***** EXCERPTED TEXT

Sunday, January 29, 2012

MARITIME LAW

Seamen's Personal Injuries
Anyone who has ever worked aboard a vessel knows that the marine environment is hazardous. Marine employment requires training, skill, and care. However, even the most careful and experienced seaman cannot always guard against equipment failure or the negligence of others.
If you are a member of a crew of a vessel, whether that vessel is a cargo ship, a ferry, a casino boat, a long-liner, a tug, a jack-up rig, a drilling ship, or any other means of carrying persons or freight across water, you could be a seaman who is entitled to the benefits that Congress and the General Maritime Law provide.
Seamen are not covered by any type of Workers Compensation statutes like those that exist for land-based workers. To compensate seamen and their families for a seaman's personal injuries or death, the Courts and Congress have developed a patchwork of remedies available to seamen who become sick or injured during their employment aboard vessels. Maintenance and Cure, the Jones Act, and the Unseaworthiness doctrine are laws and legal concepts that require specialized knowledge of maritime law.
Seamen can also obtain the protection of maritime law for illnesses developed after their employment for exposure to asbestos or hazardous chemicals.
Seamen's Wages:
Seamen aboard ships and other vessels earn wages that are protected by a maritime lien of the highest order. Typically, an owner is obligated to pay the seaman's wages upon completion of the voyage or within certain time frames thereafter. Often, due to financial situations, the owner will delay payment to the seaman despite his obligation to timely pay wages due. In some cases, this results in a penalty that is paid to the seaman by the vessel owner that compensates the seaman for the delay and augments the underlying wages that are due.
When seamen aboard foreign-flag vessels are in American ports, the penalty wage statute applies to them despite the flag their vessel may be flying. Often this particular type of seafarer is unfamiliar with the law and is somewhat hesitant to contact an attorney to assist him in protecting his valuable rights to the wages to which he is entitled. One organization that helps seafarers make contact with the appropriate attorneys to assist them is the ITF. Maritime Legal Resources works closely with the ITF and their network of attorneys to protect seafarersí right to prompt payment of wages in ports throughout the United States.

**********
***** PROVIDED DATA

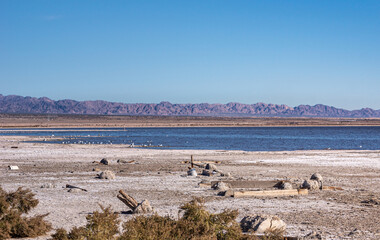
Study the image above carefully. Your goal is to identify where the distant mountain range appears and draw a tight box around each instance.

**********

◆ **WHAT IS EXPECTED**:
From the maritime law text, list every type of vessel named as an example in the sentence beginning "If you are a member of a crew of a vessel".

◆ **WRITTEN REPLY**:
- Cargo ship
- Ferry
- Casino boat
- Long-liner
- Tug
- Jack-up rig
- Drilling ship